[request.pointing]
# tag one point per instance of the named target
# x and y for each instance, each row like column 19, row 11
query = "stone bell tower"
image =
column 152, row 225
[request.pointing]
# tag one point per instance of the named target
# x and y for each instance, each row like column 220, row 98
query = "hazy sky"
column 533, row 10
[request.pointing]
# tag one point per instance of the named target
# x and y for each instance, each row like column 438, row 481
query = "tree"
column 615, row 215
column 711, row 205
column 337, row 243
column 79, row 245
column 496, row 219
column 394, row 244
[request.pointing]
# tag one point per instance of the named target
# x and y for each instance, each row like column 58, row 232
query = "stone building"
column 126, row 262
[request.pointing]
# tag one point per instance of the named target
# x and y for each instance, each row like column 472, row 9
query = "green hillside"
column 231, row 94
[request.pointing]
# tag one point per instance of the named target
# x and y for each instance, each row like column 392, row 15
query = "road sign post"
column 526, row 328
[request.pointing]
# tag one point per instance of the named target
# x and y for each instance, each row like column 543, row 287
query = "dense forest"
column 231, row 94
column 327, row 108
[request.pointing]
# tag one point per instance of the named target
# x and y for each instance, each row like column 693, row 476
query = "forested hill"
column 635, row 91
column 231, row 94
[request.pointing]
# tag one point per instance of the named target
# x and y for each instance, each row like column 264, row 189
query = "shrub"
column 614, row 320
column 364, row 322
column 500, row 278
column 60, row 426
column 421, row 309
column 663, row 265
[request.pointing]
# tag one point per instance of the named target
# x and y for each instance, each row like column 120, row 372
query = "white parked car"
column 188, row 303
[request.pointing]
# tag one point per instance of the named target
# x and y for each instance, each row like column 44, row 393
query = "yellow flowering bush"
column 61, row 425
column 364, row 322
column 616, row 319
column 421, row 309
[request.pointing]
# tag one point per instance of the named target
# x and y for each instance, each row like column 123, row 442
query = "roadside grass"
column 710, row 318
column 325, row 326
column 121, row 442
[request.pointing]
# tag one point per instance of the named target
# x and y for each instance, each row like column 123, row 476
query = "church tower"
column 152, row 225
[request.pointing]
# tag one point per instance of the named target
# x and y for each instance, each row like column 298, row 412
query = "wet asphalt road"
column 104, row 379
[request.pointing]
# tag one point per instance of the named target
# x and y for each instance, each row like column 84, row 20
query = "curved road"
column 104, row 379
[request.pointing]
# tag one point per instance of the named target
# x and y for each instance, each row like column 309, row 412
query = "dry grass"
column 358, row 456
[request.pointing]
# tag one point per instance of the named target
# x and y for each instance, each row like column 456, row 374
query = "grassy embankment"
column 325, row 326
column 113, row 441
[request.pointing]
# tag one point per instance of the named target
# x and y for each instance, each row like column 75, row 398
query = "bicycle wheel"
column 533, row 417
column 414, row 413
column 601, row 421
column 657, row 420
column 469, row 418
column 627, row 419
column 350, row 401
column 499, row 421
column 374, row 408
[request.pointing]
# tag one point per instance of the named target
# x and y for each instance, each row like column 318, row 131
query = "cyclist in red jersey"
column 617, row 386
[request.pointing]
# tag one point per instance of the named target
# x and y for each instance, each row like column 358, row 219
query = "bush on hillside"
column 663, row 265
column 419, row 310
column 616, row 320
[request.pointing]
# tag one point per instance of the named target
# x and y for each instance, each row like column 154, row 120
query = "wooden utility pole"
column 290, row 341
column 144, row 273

════════════════

Exercise instructions:
Put every line of the data above into a numbered list, omitting any blank lines.

Response:
1. [request.pointing]
2. # tag one point per instance of the named target
3. # x and y for each instance, each row like column 19, row 11
4. query = "stone bell tower"
5. image =
6. column 152, row 225
7. [request.pointing]
8. # tag one point per instance of the named target
9. # x and y for each instance, each row like column 220, row 98
10. query = "hazy sky"
11. column 533, row 10
12. [request.pointing]
13. # tag one point per instance of the named target
14. # x and y for each instance, each row like column 438, row 481
15. query = "tree"
16. column 615, row 215
17. column 711, row 205
18. column 337, row 243
19. column 79, row 245
20. column 496, row 219
21. column 394, row 244
22. [request.pointing]
23. # tag one point per instance of the named target
24. # x and y for each instance, each row like column 58, row 232
25. query = "stone building"
26. column 126, row 262
27. [request.pointing]
28. # tag one point per instance of the named target
29. # x and y for each instance, each row like column 472, row 9
30. query = "green hillside"
31. column 231, row 94
32. [request.pointing]
33. # tag one point per instance of the named target
34. # x and y for each instance, each row like column 392, row 15
35. query = "road sign post"
36. column 526, row 328
37. [request.pointing]
38. # tag one point per instance of the named target
39. # x and y for each instance, each row like column 543, row 287
40. query = "dense forest"
41. column 231, row 94
42. column 327, row 108
43. [request.pointing]
44. # tag one point per instance of the named target
45. # x and y for each instance, each row like column 693, row 476
46. query = "forested hill"
47. column 635, row 91
48. column 231, row 94
49. [request.pointing]
50. # tag one point per instance of the named target
51. # x and y for each instance, each row like column 264, row 189
52. query = "shrub"
53. column 614, row 320
54. column 364, row 322
55. column 500, row 278
56. column 60, row 426
57. column 421, row 309
58. column 663, row 265
59. [request.pointing]
60. # tag one point per instance of the named target
61. # x and y for each instance, each row like column 120, row 372
62. query = "white parked car"
63. column 188, row 303
64. [request.pointing]
65. # tag one point per instance of the named target
66. # x and y for each instance, each row like column 44, row 393
67. query = "yellow flowering bush"
68. column 61, row 425
69. column 364, row 322
70. column 616, row 319
71. column 421, row 309
72. [request.pointing]
73. # tag one point per instance of the named target
74. # x and y for each instance, each row like column 123, row 442
75. query = "roadside grass"
76. column 710, row 318
77. column 325, row 326
78. column 121, row 442
79. [request.pointing]
80. # tag one point per instance of the named target
81. # x and y for each instance, each row like column 123, row 476
82. query = "church tower"
83. column 152, row 225
84. [request.pointing]
85. # tag one point per instance of the named target
86. # x and y for each instance, each row like column 298, row 412
87. query = "wet asphalt road"
88. column 104, row 379
89. [request.pointing]
90. # tag one point per instance of the named target
91. # x and y for each instance, each row like column 84, row 20
92. query = "curved road"
93. column 104, row 379
94. [request.pointing]
95. # tag one point per instance of the named target
96. # x and y for each instance, each row like column 309, row 412
97. query = "dry grass"
98. column 358, row 456
99. [request.pointing]
100. # tag one point per instance of the named target
101. # x and y for each instance, each row like column 456, row 374
102. query = "grassy embankment"
103. column 325, row 326
104. column 113, row 441
105. [request.pointing]
106. # tag one point per instance of the named target
107. # x and y for each instance, each row like column 75, row 398
108. query = "bicycle wheel"
109. column 533, row 417
110. column 414, row 413
111. column 601, row 421
112. column 657, row 420
113. column 469, row 418
114. column 627, row 419
115. column 350, row 401
116. column 499, row 421
117. column 374, row 408
118. [request.pointing]
119. # tag one point per instance of the named target
120. # x and y for each instance, each row like column 318, row 131
121. query = "cyclist in red jersey"
122. column 617, row 386
123. [request.pointing]
124. # tag one point per instance of the named target
125. # x and y for each instance, each row like column 358, row 219
126. query = "bush on hillside"
127. column 663, row 265
128. column 419, row 310
129. column 616, row 320
130. [request.pointing]
131. # tag one point per instance of the named target
132. # x and y for each instance, each row like column 154, row 120
133. query = "wooden utility pole"
134. column 290, row 341
135. column 144, row 273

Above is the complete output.